Job - Omit every picture while repeating the entries exactly.

[Dataset excerpts on object pointing]

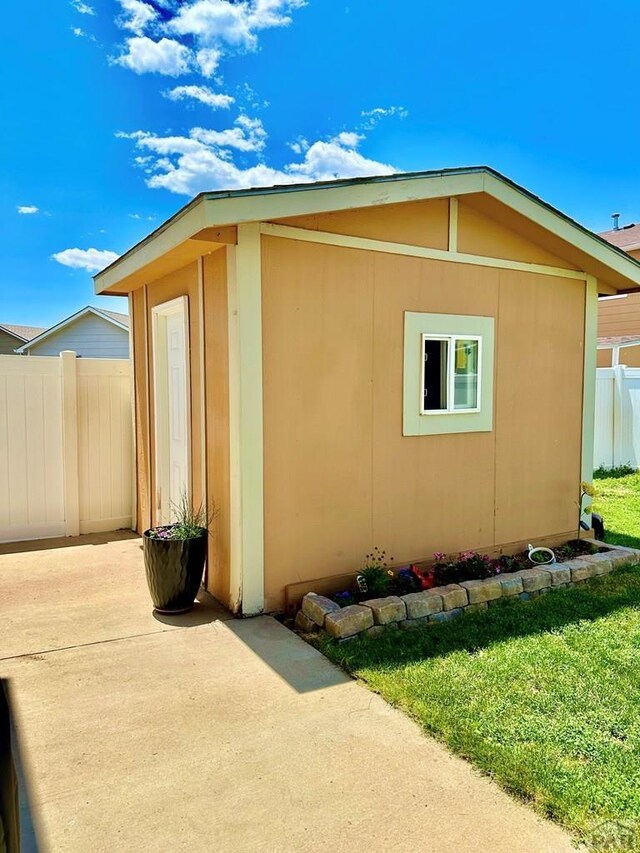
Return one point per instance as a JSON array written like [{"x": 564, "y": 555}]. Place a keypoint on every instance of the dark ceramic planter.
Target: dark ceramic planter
[{"x": 174, "y": 570}]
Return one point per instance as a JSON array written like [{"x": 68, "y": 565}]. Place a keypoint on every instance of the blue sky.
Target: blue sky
[{"x": 115, "y": 112}]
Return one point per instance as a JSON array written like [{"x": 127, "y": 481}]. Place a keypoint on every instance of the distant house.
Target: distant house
[
  {"x": 12, "y": 337},
  {"x": 90, "y": 332},
  {"x": 619, "y": 316}
]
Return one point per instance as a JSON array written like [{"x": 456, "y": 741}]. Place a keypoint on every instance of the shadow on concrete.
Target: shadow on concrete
[
  {"x": 66, "y": 542},
  {"x": 302, "y": 667},
  {"x": 17, "y": 825},
  {"x": 205, "y": 611}
]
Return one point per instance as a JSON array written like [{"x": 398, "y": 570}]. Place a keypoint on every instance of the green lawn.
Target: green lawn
[
  {"x": 543, "y": 695},
  {"x": 618, "y": 501}
]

Result for this task -
Return one point per instance as a JSON array written like [{"x": 564, "y": 555}]. Place a keypoint on every instance of the dark ceramic planter.
Target: dark ceramic planter
[{"x": 174, "y": 570}]
Return one point per instance as a JSON array written like [{"x": 68, "y": 565}]. Place a keypoint on every instance of the blue sky.
Target: blue sky
[{"x": 115, "y": 112}]
Return one point per instance as a JSON array written like [{"x": 127, "y": 481}]. Place a keypoint on every instance of the distant house.
Target: distant house
[
  {"x": 12, "y": 337},
  {"x": 90, "y": 332},
  {"x": 619, "y": 316}
]
Return one point per instance as a JSON array written like [{"x": 456, "y": 741}]. Place a keypoint on every instance of the shadow on concrete.
Target: shadow on concrete
[
  {"x": 66, "y": 542},
  {"x": 302, "y": 667},
  {"x": 17, "y": 825},
  {"x": 205, "y": 611}
]
Return one point per instance as a JSON array written like [{"x": 398, "y": 570}]. Place a keypoint on every instance of the green lawn.
Target: green lawn
[
  {"x": 543, "y": 695},
  {"x": 618, "y": 501}
]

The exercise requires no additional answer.